Aim of the task → Return each of the items below word for word, but leave out the pictures.

The data →
--------------------------------------------------

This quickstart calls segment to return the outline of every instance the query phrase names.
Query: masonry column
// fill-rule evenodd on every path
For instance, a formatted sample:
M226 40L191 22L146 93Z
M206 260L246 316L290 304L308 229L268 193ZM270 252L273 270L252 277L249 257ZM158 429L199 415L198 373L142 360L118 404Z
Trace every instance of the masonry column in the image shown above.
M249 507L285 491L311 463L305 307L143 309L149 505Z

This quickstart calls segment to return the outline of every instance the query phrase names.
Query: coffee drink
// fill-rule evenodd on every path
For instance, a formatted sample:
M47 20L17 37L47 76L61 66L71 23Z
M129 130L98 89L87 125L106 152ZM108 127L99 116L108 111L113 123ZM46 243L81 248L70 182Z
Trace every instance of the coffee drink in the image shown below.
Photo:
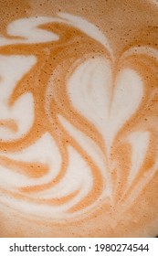
M157 2L0 4L0 236L156 236Z

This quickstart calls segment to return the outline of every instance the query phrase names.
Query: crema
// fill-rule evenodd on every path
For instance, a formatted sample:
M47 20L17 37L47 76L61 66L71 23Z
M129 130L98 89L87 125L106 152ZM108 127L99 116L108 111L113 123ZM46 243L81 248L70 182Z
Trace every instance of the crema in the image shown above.
M157 3L1 2L0 236L156 236Z

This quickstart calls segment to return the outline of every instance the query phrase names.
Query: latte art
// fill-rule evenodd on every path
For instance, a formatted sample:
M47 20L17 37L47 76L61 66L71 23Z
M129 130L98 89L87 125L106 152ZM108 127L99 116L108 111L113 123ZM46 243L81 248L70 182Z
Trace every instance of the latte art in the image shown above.
M106 33L81 16L8 24L0 37L2 208L68 225L68 236L78 236L75 223L88 223L90 236L120 236L129 214L134 234L132 208L157 180L157 80L156 46L115 54Z

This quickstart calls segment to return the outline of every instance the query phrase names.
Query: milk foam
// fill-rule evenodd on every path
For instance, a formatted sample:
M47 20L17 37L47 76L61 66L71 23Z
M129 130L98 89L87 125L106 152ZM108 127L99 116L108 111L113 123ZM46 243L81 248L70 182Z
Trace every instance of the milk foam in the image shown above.
M158 50L132 47L118 60L97 26L68 13L20 18L6 32L1 203L55 225L98 211L115 229L157 172L153 123L142 117L149 81L139 68L150 59L154 72ZM146 116L154 118L151 110Z

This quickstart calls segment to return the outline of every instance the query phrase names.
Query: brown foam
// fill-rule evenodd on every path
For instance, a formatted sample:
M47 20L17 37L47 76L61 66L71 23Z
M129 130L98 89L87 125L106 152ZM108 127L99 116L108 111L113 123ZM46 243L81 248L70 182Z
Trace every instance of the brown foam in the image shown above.
M119 169L113 169L111 171L113 194L115 195L114 206L111 206L109 200L105 203L101 202L101 206L88 216L79 218L79 220L75 219L75 221L68 219L67 220L68 224L67 222L60 224L54 223L53 221L51 223L47 219L39 220L37 217L25 216L25 214L19 213L18 211L15 213L15 209L12 208L9 208L12 217L9 220L6 220L6 209L2 208L1 223L4 228L3 229L1 229L1 236L125 237L146 236L146 234L147 236L155 235L156 229L153 223L155 222L157 224L157 174L145 186L130 208L122 212L121 216L121 214L117 214L117 211L119 212L120 208L121 208L121 204L128 199L129 195L138 186L143 175L153 165L157 156L157 60L153 60L149 56L145 56L145 54L133 54L122 61L120 60L123 53L128 51L132 47L150 46L155 49L158 48L156 43L158 40L158 27L155 26L158 22L157 9L150 1L146 1L143 5L139 1L131 1L130 3L127 1L90 1L90 1L86 3L85 1L78 1L75 7L72 1L68 1L67 5L65 1L58 1L58 3L57 1L48 1L45 5L43 5L43 1L23 1L23 5L21 5L21 1L14 1L14 3L10 1L5 2L0 10L2 12L1 16L3 16L1 33L4 36L7 36L5 27L12 20L30 16L53 16L58 10L83 16L92 24L96 24L107 36L111 44L115 56L113 76L115 77L123 67L129 67L140 74L143 80L145 91L139 112L120 131L115 138L114 146L111 151L111 161L113 159L119 163ZM7 13L10 13L10 8L13 14L7 16ZM150 10L149 14L147 10ZM62 115L76 128L94 140L106 155L106 149L100 133L94 125L80 115L71 105L68 97L66 80L76 69L74 63L76 63L77 59L79 59L79 62L76 64L78 66L90 58L98 56L111 58L107 50L100 43L77 28L64 24L51 23L41 26L40 27L59 35L59 42L58 44L56 42L32 45L20 44L0 48L0 54L5 56L35 55L37 58L37 65L17 83L14 93L9 99L9 105L11 107L23 93L31 92L33 94L35 100L34 124L29 133L22 138L7 143L1 141L0 148L2 152L18 152L34 144L42 134L48 132L56 139L63 160L62 166L59 174L49 183L21 187L16 193L4 191L3 189L2 192L9 197L37 204L62 205L70 200L70 198L73 198L78 194L78 191L60 199L42 201L39 198L33 199L30 197L30 194L47 189L58 184L63 178L68 165L67 147L68 145L71 145L86 159L94 180L93 187L87 197L70 209L70 212L75 212L90 206L100 197L103 190L102 176L94 160L66 132L59 123L58 116L58 114ZM46 53L47 48L49 49L49 54ZM61 69L60 67L62 67ZM54 70L58 72L59 79L56 76ZM54 85L52 92L51 95L47 95L47 99L45 101L47 85L53 72ZM155 95L153 96L154 90ZM45 122L41 123L41 120ZM16 131L16 123L13 122L2 120L0 121L0 125ZM121 196L125 190L129 175L131 165L130 156L132 154L129 144L123 142L123 138L130 133L140 129L143 129L144 131L149 130L152 134L147 157L141 166L141 170L135 177L134 183L126 192L124 197L122 197ZM4 156L0 156L0 165L13 171L16 170L19 174L25 174L37 178L40 176L45 176L48 171L47 166L41 166L38 163L28 164L20 161L16 162ZM38 169L41 171L38 172ZM14 220L15 214L16 221ZM30 225L28 225L30 219L31 226L33 227L31 231L29 231ZM16 224L14 224L14 221ZM23 225L18 231L13 231L9 228L7 229L5 229L8 225L7 222L10 225L9 227L12 225L19 227L20 223L23 223ZM40 231L41 227L43 231Z

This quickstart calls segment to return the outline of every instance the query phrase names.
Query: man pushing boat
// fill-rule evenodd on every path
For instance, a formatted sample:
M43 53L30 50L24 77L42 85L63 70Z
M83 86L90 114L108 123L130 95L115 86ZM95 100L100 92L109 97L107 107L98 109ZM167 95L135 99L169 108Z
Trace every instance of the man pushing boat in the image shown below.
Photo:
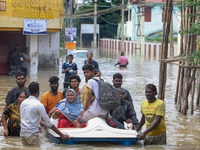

--------------------------------------------------

Exercise answer →
This quickstart calls segment to return the outline of every instance the query phrase names.
Query: masonry column
// fill-rule evenodd on every path
For instance, a formatted sample:
M226 40L191 22L146 93Z
M206 260L246 316L290 304L308 229L268 193ZM270 252L273 270L252 277L249 257ZM158 429L199 415L198 373L142 360L118 404Z
Trace every instance of the masonry column in the image shown above.
M249 507L285 491L311 463L305 307L143 309L149 505Z

This quickstart calls segment to return the outline of every instance the query phrase names.
Query: coffee drink
// fill-rule evenodd on every path
For instance, a formatted sample:
M47 20L17 37L47 76L61 66L71 23Z
M129 130L98 89L87 125L106 152ZM108 127L99 116L108 111L113 123ZM46 243L81 248L70 182Z
Trace every instance of the coffee drink in the image shown below.
Photo:
M157 2L0 4L0 236L156 236Z

This quickstart calls segment to return the outline of every instance the query phrase names.
Query: crema
// fill-rule evenodd on every path
For instance, a formatted sample:
M47 20L17 37L47 76L61 66L71 23Z
M129 130L98 89L87 125L106 152ZM108 127L99 116L108 111L113 123ZM46 243L81 248L70 182Z
Trace every instance of the crema in the image shown above.
M157 3L1 2L0 236L156 236Z

This quickstart calls segment to return the outline of every instance the query phrase names.
Query: latte art
// fill-rule evenodd on every path
For instance, a formatted sample:
M47 20L17 37L47 76L61 66L71 23Z
M129 130L98 89L87 125L106 152ZM108 127L99 116L108 111L113 123ZM46 243L81 248L70 182Z
Trace every instance of the latte art in the image shown above.
M106 33L81 16L8 24L0 37L2 208L68 225L68 236L78 236L75 223L88 223L90 236L120 236L129 214L134 234L132 208L157 180L157 80L156 46L115 54Z

This quickstart calls segment to return the outline of every instance the query phrase names.
Query: milk foam
// fill-rule evenodd on every path
For instance, a formatted sample:
M47 20L17 37L47 76L61 66L71 23Z
M129 130L98 89L87 125L106 152ZM108 127L99 116L108 111L113 123ZM46 243L81 248L70 182Z
Trace every instance of the milk foam in the image shown above.
M158 50L132 47L118 60L97 26L68 13L20 18L6 32L1 203L55 225L98 211L115 229L157 172L153 123L142 117L149 81L139 68L150 59L154 72ZM146 116L154 118L151 110Z

This quickstart calls segment to return the outline of every instance the query phrase names.
Query: brown foam
// fill-rule evenodd on every path
For instance, a formatted sample:
M47 20L17 37L47 76L61 66L71 23Z
M129 130L98 89L87 125L106 152ZM108 127L99 116L108 111L113 123ZM46 243L81 248L70 182Z
Trace every instance of the brown foam in the image shown above.
M119 169L113 169L111 171L113 194L115 195L114 206L111 206L109 200L105 203L101 202L101 206L88 216L79 218L79 220L75 219L75 221L68 219L67 220L68 224L67 222L60 224L54 223L53 221L51 223L47 219L39 220L37 217L25 216L25 214L19 213L18 211L15 213L15 209L12 208L9 208L12 217L9 220L6 220L6 209L2 208L1 223L4 228L3 229L1 229L1 236L125 237L146 236L146 234L147 236L155 235L156 229L153 223L155 222L157 224L157 174L145 186L130 208L122 212L121 216L121 214L117 214L117 211L119 212L120 208L121 208L121 204L128 199L129 195L138 186L143 175L153 165L157 156L157 60L153 60L149 56L145 56L145 54L133 54L122 61L120 60L123 53L128 51L132 47L150 46L155 49L158 48L156 43L158 40L158 27L155 26L158 22L157 9L150 1L146 1L143 5L139 1L131 1L130 3L127 1L90 1L90 1L86 3L85 1L78 1L75 7L72 1L68 1L67 5L65 1L58 1L58 3L57 1L48 1L45 5L43 5L43 1L23 1L23 5L21 5L21 1L14 1L14 3L10 1L5 2L0 10L2 12L1 16L3 16L1 33L4 36L7 36L5 27L12 20L30 16L53 16L58 10L83 16L92 24L96 24L107 36L111 44L115 56L113 76L115 77L123 67L129 67L140 74L143 80L145 91L139 112L120 131L115 138L114 146L111 151L111 161L113 159L119 163ZM7 13L10 13L10 8L13 14L7 16ZM150 10L149 14L147 10ZM62 115L76 128L94 140L106 155L106 149L100 133L94 125L80 115L71 105L68 97L66 80L76 69L74 63L76 63L77 59L79 59L79 62L76 64L78 66L90 58L98 56L111 58L107 50L100 43L77 28L64 24L51 23L41 26L40 27L59 35L59 42L58 44L56 42L32 45L20 44L0 48L0 54L5 56L35 55L37 58L37 65L17 83L14 93L9 99L9 105L11 107L23 93L31 92L33 94L35 100L34 124L29 133L22 138L7 143L1 141L0 148L2 152L18 152L34 144L42 134L48 132L56 139L63 160L62 166L59 174L49 183L21 187L16 193L4 191L3 189L2 192L9 197L37 204L62 205L70 200L70 198L73 198L78 194L78 191L60 199L42 201L39 198L33 199L30 197L30 194L47 189L58 184L63 178L68 165L67 147L68 145L71 145L86 159L94 180L93 187L87 197L70 209L70 212L75 212L90 206L100 197L103 190L102 176L94 160L66 132L59 123L58 116L58 114ZM46 53L47 48L49 49L49 54ZM61 69L60 67L62 67ZM54 70L58 72L59 79L56 76ZM54 85L52 92L51 95L47 95L47 99L45 101L47 85L53 72ZM155 95L153 96L154 90ZM45 122L41 123L41 120ZM16 131L16 123L13 122L2 120L0 121L0 125ZM121 196L125 190L129 175L131 165L130 156L132 154L129 144L123 142L123 138L130 133L140 129L143 129L144 131L149 130L152 134L147 157L141 166L141 170L135 177L134 183L126 192L124 197L122 197ZM4 156L0 156L0 165L13 171L16 170L19 174L25 174L37 178L40 176L45 176L48 171L47 166L41 166L38 163L28 164L20 161L16 162ZM38 169L41 171L38 172ZM14 220L15 214L16 221ZM30 225L28 225L30 219L31 226L33 227L31 231L29 231ZM16 224L14 224L14 221ZM23 225L18 231L13 231L9 228L7 229L5 229L8 225L7 222L10 225L9 227L12 225L19 227L20 223L23 223ZM40 231L41 227L43 231Z

This quickstart calls segment to return the outline of every instance the query phrase names.
Query: man pushing boat
// fill-rule evenodd on every path
For instance, a formatted sample:
M43 53L30 50L24 77L42 85L63 70Z
M83 86L90 114L108 123L130 95L115 86ZM95 100L100 92L109 97L107 107L98 109ZM167 95L135 99L169 108Z
Trace every instance of the man pushing boat in the image shown below.
Photo:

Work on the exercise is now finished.